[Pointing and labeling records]
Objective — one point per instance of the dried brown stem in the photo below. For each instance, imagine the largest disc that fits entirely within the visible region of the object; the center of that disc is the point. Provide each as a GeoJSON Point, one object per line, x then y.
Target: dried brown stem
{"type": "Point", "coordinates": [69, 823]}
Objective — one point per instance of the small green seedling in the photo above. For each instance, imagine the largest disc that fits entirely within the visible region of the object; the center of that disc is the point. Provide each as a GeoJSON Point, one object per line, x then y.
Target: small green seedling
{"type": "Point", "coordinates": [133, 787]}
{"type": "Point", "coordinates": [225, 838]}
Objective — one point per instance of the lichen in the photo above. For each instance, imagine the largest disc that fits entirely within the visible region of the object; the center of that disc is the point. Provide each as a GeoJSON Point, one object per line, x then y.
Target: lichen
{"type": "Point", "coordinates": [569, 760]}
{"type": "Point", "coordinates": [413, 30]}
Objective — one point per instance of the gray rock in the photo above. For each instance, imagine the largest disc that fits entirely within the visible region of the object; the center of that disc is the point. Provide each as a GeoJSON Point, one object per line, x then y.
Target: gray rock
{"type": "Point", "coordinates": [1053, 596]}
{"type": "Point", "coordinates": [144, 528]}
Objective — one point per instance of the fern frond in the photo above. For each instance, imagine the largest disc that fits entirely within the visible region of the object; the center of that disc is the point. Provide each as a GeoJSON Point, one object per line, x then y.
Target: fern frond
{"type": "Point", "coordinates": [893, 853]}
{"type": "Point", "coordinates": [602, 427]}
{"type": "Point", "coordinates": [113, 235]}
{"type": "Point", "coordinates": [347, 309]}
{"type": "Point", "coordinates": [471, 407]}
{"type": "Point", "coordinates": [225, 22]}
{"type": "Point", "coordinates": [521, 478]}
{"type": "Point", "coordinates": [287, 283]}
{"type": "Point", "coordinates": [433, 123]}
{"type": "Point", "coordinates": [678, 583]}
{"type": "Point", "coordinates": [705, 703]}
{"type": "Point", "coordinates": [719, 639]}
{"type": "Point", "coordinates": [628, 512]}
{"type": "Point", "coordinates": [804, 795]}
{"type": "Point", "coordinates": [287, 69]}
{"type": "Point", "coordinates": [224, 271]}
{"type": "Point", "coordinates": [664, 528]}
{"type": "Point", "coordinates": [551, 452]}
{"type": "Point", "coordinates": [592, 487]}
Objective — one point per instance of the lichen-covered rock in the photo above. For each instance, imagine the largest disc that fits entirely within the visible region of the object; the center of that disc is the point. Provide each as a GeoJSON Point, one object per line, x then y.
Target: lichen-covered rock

-- Instructions to follow --
Please rewrite all of the records above, changing every "largest disc" to "largest circle" and leaving everything else as it is.

-- Exercise solution --
Objective — one point per instance of the dried brown stem in the photo below. For each instance, imagine the largest circle that fits entirely within the visible region of the object; the center of that disc is the point. Provide each as a GeoJSON Point, one object per line, x then y.
Target: dried brown stem
{"type": "Point", "coordinates": [69, 823]}
Objective — one point per instance of the small green seedling in the photo above. For each instance, imagine the largest circle that fits entirely within the visible region of the object; the center of that disc is the point. Provide each as a GeoJSON Point, one object per line, x then y.
Target: small green seedling
{"type": "Point", "coordinates": [133, 787]}
{"type": "Point", "coordinates": [225, 838]}
Objective — one point per instance of the lichen in the photo above. For each instance, imagine the largest circle that fits entirely within the visible region of the object; the center of that disc is the point. Provide each as a GeoJSON Point, one object per line, x then y.
Target: lichen
{"type": "Point", "coordinates": [569, 760]}
{"type": "Point", "coordinates": [413, 30]}
Objective — one point per instance of the gray rock in the photo above. For each instance, imagine the largest circle that fits entirely within the visible region of the object; the center of that disc is the point. Provide each as a GeoJSON Point, one object per line, x then y.
Target: gray rock
{"type": "Point", "coordinates": [1053, 596]}
{"type": "Point", "coordinates": [144, 528]}
Objective — one point per instance of the fern frond in the photo above. For each instance, imagine the largest circle that fits entirely within the visible region of the object; the center of that disc is the point. Provide each as a GeoJSON Point, one object per line, x then y.
Target: fern frond
{"type": "Point", "coordinates": [893, 853]}
{"type": "Point", "coordinates": [602, 427]}
{"type": "Point", "coordinates": [113, 235]}
{"type": "Point", "coordinates": [347, 309]}
{"type": "Point", "coordinates": [471, 407]}
{"type": "Point", "coordinates": [225, 22]}
{"type": "Point", "coordinates": [521, 478]}
{"type": "Point", "coordinates": [287, 283]}
{"type": "Point", "coordinates": [433, 123]}
{"type": "Point", "coordinates": [678, 583]}
{"type": "Point", "coordinates": [705, 703]}
{"type": "Point", "coordinates": [719, 639]}
{"type": "Point", "coordinates": [628, 512]}
{"type": "Point", "coordinates": [804, 795]}
{"type": "Point", "coordinates": [287, 69]}
{"type": "Point", "coordinates": [224, 271]}
{"type": "Point", "coordinates": [664, 528]}
{"type": "Point", "coordinates": [551, 452]}
{"type": "Point", "coordinates": [592, 487]}
Objective — one point per instance of the lichen-covered rock in the photo above. For each instance, imagine the largest circle that fits entirely within the visible region of the object; the center of that disc is the point. Provide each as a GeoJSON Point, one object per line, x then y.
Target: lichen-covered rock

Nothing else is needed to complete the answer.